Your instructions ▸ Continue the text on the Oxford city mace-bearer from the point where it ends.

The Mace-bearer
The duty of the mace-bearer was to carry the mayor’s great mace in front of the mayor as he went out and about on official city business. This mace represents authority under the Crown.


The size of the city mace was always felt to be important. Compare the size of the city mace held by the mace-bearer (left) with the stave held by a university bedel (right).
The silver-gilt city mace, at over 5 feet tall, is the largest civic one in Britain. It was made in 1651 and is almost a replica of the House of Commons mace. It is carried on the shoulder.
The four staves currently used by the University were made by a London silversmith in 1723, and are carried by the four Bedels representing the Faculties of Divinity, Law, Medicine, and Arts. They are carried in the crook of the arm.
The first mayor to feel that the city mace should be bigger was Roger Hewlett (Mayor in 1573). He "gave the mayor’s great mace, for before it was not much bigger than a sergeant’s mace".
In 1651 another mayor, William Chillingworth, lent the city £18 towards the payment of a new (third) mace, and that one is still used today.
On 10 May 1660 when Charles II was proclaimed King in Oxford, orders were then given that the state’s arms on the great mace should be defaced and replaced by the King’s. The remodelled mace was first used at the Coronation of Charles II.
When a councillor was elected an Alderman in the seventeenth and eighteenth centuries, it was the custom for him to give the Macebearer a purse containg a "broad piece of gold".
In 1826 the Oxford mace was described on a visit by the Lord Mayor of London as "a massive silver-gilt Mace — that usual ensign of magisterial authority".
When Isaac Grubb was Mayor (1857/8), he refused to have "that bauble", namely the city mace, carried before him when he attended Carfax Church.

The above pictures were taken at the Remembrance Parade, 13 November 2005.

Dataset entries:
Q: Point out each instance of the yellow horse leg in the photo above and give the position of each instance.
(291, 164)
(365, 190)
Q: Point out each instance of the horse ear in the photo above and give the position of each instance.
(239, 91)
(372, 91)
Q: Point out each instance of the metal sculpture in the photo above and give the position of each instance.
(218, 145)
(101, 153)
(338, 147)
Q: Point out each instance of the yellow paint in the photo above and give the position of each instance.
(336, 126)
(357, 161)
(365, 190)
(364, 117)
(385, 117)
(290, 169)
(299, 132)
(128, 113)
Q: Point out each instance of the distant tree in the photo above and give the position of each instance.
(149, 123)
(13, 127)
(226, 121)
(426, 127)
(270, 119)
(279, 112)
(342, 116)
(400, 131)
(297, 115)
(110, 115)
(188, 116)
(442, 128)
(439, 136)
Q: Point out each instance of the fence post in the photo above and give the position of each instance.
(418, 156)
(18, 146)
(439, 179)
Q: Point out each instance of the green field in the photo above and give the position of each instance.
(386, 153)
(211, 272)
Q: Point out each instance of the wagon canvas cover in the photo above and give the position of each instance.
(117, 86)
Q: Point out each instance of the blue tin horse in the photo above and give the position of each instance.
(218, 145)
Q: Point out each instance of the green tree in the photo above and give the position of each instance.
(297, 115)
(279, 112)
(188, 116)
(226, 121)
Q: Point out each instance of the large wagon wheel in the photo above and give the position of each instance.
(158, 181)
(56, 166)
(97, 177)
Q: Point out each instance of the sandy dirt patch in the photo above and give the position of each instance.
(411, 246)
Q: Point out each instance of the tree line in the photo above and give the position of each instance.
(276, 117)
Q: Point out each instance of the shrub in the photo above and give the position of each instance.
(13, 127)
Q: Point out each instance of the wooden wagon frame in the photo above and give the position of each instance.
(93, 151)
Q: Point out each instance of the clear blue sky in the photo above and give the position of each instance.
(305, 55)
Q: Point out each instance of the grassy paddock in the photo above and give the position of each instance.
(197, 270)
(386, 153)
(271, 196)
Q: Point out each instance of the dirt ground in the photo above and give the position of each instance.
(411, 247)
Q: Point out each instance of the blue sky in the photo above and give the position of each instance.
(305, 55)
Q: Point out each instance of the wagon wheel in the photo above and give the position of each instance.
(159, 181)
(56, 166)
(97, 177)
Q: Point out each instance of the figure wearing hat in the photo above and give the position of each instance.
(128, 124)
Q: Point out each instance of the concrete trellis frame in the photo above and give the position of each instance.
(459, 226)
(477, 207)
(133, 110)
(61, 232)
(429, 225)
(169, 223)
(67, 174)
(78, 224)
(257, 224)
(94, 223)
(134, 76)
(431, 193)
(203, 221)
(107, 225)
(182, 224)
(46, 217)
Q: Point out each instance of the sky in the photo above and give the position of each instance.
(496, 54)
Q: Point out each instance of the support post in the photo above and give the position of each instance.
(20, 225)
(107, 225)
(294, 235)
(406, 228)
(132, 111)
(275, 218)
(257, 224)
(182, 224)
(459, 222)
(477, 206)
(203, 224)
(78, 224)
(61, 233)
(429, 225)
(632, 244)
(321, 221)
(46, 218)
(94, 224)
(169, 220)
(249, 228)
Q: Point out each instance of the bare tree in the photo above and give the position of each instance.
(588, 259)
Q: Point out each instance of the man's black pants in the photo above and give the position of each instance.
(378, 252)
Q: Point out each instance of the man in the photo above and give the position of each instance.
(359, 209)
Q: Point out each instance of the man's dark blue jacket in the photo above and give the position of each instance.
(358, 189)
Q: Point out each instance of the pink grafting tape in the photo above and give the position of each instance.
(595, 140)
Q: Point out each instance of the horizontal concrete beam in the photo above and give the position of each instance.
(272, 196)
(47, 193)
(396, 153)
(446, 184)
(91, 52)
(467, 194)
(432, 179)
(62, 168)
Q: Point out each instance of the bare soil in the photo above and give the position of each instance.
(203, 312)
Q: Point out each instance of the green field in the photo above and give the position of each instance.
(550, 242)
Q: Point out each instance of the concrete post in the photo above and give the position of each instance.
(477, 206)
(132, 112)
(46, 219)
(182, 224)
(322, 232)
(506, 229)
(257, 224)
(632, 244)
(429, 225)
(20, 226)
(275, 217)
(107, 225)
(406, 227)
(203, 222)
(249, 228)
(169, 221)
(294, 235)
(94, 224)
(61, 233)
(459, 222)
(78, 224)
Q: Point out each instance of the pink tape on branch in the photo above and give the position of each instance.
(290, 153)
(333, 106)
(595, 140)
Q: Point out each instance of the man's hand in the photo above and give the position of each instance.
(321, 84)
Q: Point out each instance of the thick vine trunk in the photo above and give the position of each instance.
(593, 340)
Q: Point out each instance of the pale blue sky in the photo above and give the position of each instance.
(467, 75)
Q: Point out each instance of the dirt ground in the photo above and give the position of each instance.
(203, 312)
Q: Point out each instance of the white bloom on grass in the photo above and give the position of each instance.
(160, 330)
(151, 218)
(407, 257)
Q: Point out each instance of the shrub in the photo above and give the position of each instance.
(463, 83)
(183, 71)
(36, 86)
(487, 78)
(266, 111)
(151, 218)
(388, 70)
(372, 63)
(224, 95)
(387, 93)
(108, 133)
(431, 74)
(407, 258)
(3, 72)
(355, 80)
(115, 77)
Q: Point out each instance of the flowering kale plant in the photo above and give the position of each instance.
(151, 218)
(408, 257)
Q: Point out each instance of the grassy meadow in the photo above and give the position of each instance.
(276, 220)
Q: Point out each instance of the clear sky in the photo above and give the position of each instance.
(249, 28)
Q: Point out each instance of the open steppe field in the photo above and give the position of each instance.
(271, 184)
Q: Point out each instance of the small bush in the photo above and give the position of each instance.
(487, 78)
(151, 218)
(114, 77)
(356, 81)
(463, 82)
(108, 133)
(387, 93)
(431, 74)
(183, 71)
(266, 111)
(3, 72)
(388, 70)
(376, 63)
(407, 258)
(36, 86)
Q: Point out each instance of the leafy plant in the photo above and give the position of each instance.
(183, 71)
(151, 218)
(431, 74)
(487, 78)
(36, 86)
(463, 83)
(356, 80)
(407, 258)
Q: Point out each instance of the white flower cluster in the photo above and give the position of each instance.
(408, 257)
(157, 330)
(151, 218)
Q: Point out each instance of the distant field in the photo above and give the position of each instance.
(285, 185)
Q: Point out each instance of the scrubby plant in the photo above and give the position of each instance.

Task answer ▸
On the podium (including two people behind) are:
Lord Lieutenant (Hugo Brunner)
Vice-Chancellor of Oxford University (Dr John Hood)
Deputy Vice-Chancellor of Oxford Brookes University (Rex Knight)
President of the Oxford Branch of the British Legion (Fred Farley)
Lord Mayor (Bob Price)
High Sheriff (Ian Laing)
Chairman of the County Council (Councillor Mrs. Catherine Fulljames)
G.V. Cox in Recollections of Oxford (p. 74n) gives the following story about the staves and the mace on the occasion of the Prince Regent’s visit to Oxford in 1814:
It was intended that the Chancellor and the Mayor should formally surrender the University staves and the City mace into the Prince’s hand; this was done, in a hasty way, as to one of the gold staves; something of the same sort, and in a still more slovenly way, was done as to the City mace. 'Permit me,' said Lord Grenville, 'to surrender the authority of the University into your Royal Highness’s hands.' 'It cannot be in better hands', replied the Regent, with much grace, as he restored the gold staff to his Lordship.

Two staves and a mace at the Remembrance Day Parade in 2006.
Note the way the mace is carried on the shoulder, and the stave in the crook of the arm.